WHAT NEEDS TO BE DONE: Recast the rows below as a numbered list, omitting blank lines. Leave the pictures out of your version.

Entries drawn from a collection
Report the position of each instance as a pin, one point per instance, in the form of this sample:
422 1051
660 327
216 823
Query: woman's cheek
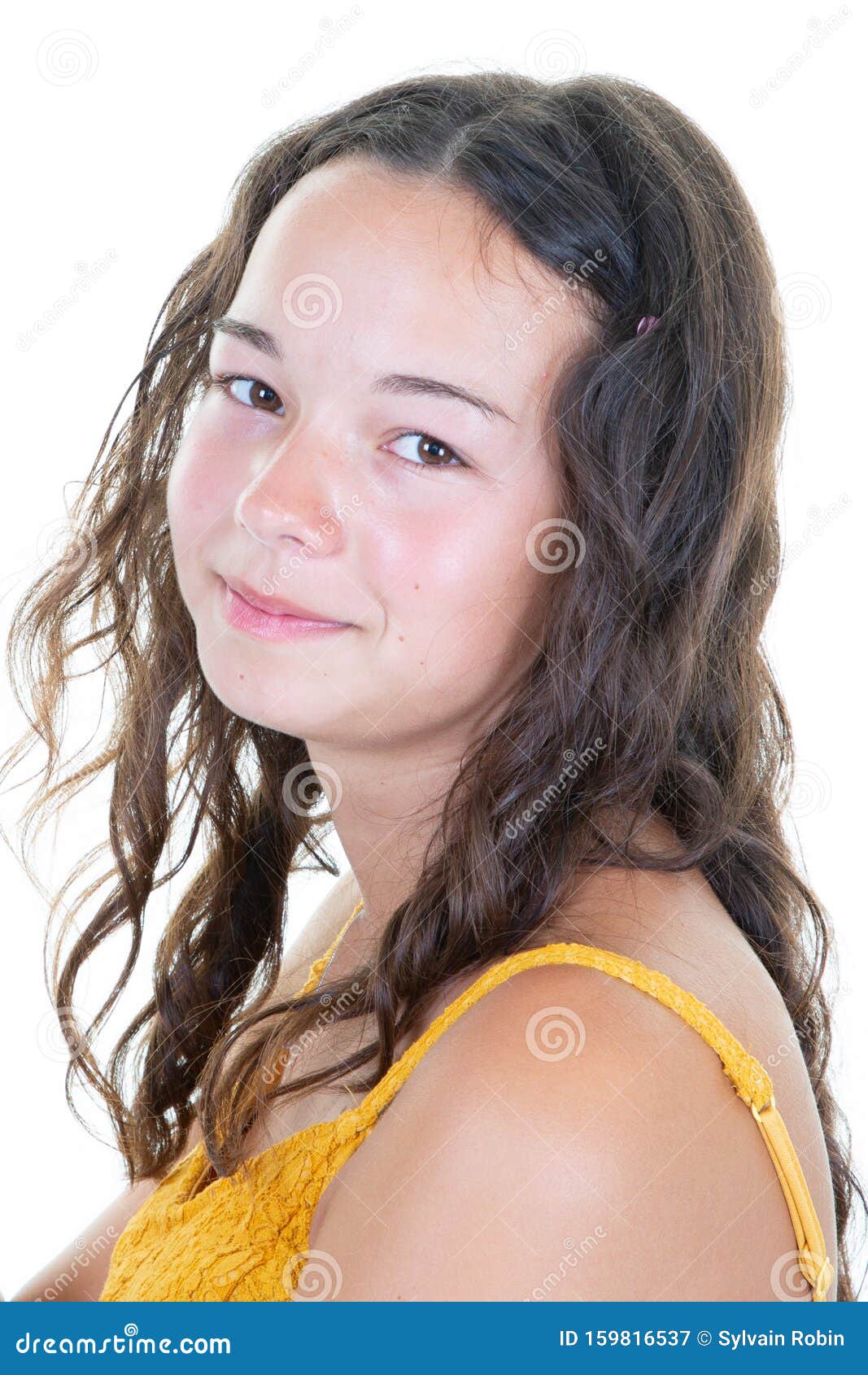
197 488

EXERCISE RESPONSE:
1. Report the position of each instance as a pin, one point per instance, in the form of this sample:
2. 422 1051
3. 660 327
4. 216 823
5. Query: woman's cheek
6. 197 488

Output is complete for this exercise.